> _EXTRACT_:
Photo by: Simon Naylor
The fight against international wildlife crime received a boost recently with the announcement of new funding for the International Consortium’s Vision 2030, a long-term goal of working towards a world free of wildlife crime.
The UK government is pledging £4m of new funding for the International Consortium on Combatting Wildlife Crime (ICCWC).The announcement was made at the Convention on International Trade in Endangered Species (CITES) in Panama, where the UK is pushing to secure stronger protections for some of the world’s most endangered species such as pangolins and requiem sharks. Ongoing pressures including legal and illegal international trade continue to threaten their survival.The new funding, which equates to nearly $4 million USD, will go towards the next phase of ICCWC programming and will help fight wildlife crime by increasing the detection, disruption, and detention of criminals. Transnational criminal networks profit from illegal trade causing serious security implications for many countries and regions.
“The UK is showing global leadership on conservation and proposing stronger protections for a range of rare species at this summit such as pangolins and sharks,” Environment Secretary Thérèse Coffey said in a statement, further noting that the funding will also help tackle criminals and stop the vile wildlife trade. “We will also be driving global efforts to secure post-2020 global biodiversity framework at the UN Convention on Biological Diversityin Montreal next month.”
The UK is advocating for:
Better protection of 54 species of sharks to help shield them from overexploitation in the fin trade.

> _WORK ORDER_:
Transcribe everything in the wildlife crime funding article from "The UK government" down to "countries and regions.".

Lines contained in a dataset
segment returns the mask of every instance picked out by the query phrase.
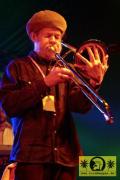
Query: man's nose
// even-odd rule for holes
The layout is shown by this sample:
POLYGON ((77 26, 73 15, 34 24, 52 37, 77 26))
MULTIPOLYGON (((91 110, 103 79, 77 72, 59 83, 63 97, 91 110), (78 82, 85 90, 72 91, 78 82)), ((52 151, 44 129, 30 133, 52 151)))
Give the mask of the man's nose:
POLYGON ((50 42, 55 42, 55 41, 56 41, 55 36, 51 36, 50 37, 50 42))

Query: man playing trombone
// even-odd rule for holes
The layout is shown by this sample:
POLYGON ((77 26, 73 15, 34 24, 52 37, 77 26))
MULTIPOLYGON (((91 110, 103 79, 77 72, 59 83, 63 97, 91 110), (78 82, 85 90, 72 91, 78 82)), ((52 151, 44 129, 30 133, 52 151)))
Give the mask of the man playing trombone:
MULTIPOLYGON (((86 113, 92 103, 74 83, 74 74, 57 66, 67 22, 59 13, 43 10, 27 22, 34 49, 11 61, 0 90, 2 108, 11 118, 14 143, 10 161, 17 162, 15 180, 75 180, 82 155, 71 112, 86 113)), ((96 47, 88 48, 89 61, 77 53, 81 70, 97 89, 108 68, 96 47)), ((76 67, 75 67, 76 68, 76 67)))

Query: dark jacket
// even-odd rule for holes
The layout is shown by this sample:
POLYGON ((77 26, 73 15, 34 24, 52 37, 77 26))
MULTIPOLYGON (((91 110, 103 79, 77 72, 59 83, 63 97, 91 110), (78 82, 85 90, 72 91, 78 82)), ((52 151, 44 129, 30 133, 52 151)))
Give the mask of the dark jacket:
MULTIPOLYGON (((44 74, 52 63, 30 54, 44 74), (49 66, 49 67, 48 67, 49 66)), ((3 75, 1 104, 11 118, 14 144, 11 161, 56 162, 75 166, 82 154, 71 112, 85 113, 91 103, 74 83, 61 83, 49 89, 29 57, 12 61, 3 75), (43 110, 42 98, 55 96, 56 113, 43 110)))

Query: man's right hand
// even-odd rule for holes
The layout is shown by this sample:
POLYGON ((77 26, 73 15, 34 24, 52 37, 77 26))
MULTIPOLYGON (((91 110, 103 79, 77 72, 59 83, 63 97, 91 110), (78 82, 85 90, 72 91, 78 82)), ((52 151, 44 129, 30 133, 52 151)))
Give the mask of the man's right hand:
POLYGON ((54 67, 50 73, 44 78, 45 84, 48 87, 55 86, 56 84, 69 81, 73 78, 73 73, 67 68, 54 67))

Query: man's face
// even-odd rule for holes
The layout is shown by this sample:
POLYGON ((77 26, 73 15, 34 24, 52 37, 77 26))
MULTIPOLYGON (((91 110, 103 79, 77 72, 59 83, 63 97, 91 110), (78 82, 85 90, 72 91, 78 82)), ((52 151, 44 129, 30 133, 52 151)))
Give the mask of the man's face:
POLYGON ((55 53, 51 50, 54 48, 56 53, 61 52, 62 33, 56 28, 43 28, 38 33, 34 33, 34 50, 39 56, 46 60, 55 59, 55 53))

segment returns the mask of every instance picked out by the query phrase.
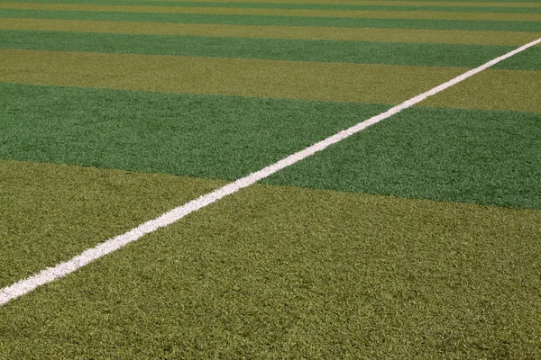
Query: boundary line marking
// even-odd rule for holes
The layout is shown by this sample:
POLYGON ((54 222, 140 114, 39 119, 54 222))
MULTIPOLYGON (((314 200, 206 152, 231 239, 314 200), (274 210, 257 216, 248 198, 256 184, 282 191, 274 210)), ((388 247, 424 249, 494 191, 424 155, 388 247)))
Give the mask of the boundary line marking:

> _RESULT OF THE TASK_:
The UK government is pledging £4m of new funding for the International Consortium on Combatting Wildlife Crime (ICCWC).The announcement was made at the Convention on International Trade in Endangered Species (CITES) in Panama, where the UK is pushing to secure stronger protections for some of the world’s most endangered species such as pangolins and requiem sharks. Ongoing pressures including legal and illegal international trade continue to threaten their survival.The new funding, which equates to nearly $4 million USD, will go towards the next phase of ICCWC programming and will help fight wildlife crime by increasing the detection, disruption, and detention of criminals. Transnational criminal networks profit from illegal trade causing serious security implications for many countries and regions.